■ Listed records:
## BEGIN

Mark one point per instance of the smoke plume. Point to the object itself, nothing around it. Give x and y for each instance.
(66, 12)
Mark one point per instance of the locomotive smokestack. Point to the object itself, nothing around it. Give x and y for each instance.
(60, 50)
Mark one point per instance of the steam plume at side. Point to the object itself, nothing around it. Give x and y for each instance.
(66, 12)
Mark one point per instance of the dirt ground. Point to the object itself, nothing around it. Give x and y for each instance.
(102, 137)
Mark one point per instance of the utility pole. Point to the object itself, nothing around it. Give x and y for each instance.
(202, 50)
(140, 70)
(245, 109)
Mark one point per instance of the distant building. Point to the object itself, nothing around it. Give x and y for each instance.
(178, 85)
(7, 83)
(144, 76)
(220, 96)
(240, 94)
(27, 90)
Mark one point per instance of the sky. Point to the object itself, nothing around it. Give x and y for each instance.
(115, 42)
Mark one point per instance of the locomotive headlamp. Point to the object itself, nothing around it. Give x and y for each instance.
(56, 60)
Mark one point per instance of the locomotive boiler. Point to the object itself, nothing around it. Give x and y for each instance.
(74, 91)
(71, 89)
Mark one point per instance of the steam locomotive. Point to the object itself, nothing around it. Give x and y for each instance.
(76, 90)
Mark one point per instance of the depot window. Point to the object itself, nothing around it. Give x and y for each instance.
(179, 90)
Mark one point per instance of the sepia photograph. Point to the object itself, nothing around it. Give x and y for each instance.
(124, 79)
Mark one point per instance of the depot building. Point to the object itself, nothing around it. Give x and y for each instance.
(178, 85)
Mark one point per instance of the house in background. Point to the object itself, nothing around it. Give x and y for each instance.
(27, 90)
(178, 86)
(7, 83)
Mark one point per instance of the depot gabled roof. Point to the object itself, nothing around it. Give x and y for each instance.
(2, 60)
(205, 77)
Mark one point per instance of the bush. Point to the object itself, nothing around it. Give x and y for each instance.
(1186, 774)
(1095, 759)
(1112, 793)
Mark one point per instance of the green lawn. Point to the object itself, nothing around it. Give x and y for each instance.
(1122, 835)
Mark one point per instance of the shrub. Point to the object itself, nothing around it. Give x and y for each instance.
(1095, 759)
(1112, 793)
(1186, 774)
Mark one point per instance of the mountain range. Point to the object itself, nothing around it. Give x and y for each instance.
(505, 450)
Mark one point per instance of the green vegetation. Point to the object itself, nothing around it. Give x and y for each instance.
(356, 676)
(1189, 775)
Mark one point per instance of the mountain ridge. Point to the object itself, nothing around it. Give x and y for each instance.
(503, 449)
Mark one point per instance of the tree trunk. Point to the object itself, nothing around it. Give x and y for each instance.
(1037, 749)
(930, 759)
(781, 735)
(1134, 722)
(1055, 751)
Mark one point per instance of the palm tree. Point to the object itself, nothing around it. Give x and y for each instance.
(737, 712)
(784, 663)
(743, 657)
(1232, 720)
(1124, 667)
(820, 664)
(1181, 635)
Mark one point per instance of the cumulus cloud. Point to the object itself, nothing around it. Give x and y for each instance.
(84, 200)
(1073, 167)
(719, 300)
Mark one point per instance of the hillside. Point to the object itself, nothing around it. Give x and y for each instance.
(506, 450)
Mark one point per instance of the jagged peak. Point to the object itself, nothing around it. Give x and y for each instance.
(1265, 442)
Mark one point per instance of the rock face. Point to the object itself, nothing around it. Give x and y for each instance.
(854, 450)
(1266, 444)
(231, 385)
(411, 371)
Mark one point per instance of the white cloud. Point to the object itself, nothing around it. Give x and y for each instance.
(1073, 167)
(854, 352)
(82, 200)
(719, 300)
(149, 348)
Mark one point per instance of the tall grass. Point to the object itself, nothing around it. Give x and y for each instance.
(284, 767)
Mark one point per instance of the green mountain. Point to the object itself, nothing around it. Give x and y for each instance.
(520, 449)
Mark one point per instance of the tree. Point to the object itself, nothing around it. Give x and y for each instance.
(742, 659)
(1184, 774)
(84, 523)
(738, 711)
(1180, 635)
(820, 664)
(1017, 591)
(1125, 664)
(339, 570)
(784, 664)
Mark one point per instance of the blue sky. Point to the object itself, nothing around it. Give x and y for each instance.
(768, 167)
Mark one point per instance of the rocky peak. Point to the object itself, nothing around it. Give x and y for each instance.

## END

■ Work to be completed:
Print nothing but the lines from the line with "Mark one point per instance of the white" to the last line of the records above. Both of those lines count.

■ Problem solution:
Mark one point per instance of the white cloud. Point to the object itself, nothing around it. Give x and y for each instance.
(1073, 167)
(854, 352)
(82, 200)
(719, 300)
(149, 348)
Mark one point per instance of the tall grass. Point to the object itself, nothing around it. Give x and y for each instance.
(284, 767)
Mark one point per instance of the green mountain. Point to the object itself, nothing around it. Give x and y for each instance.
(520, 449)
Mark one point per instance of the tree. Point to the object itself, nothing around it. Give x and y for each instance.
(742, 659)
(1184, 774)
(84, 523)
(738, 711)
(1180, 635)
(820, 664)
(1017, 591)
(1125, 664)
(339, 570)
(784, 664)
Mark one point per instance of the blue sky. Point to the object itself, nothing around it. Give x and y for each instance.
(768, 167)
Mark one point per instance of the rocky peak. Point to the object itself, nothing around it. Give x and y for each instance.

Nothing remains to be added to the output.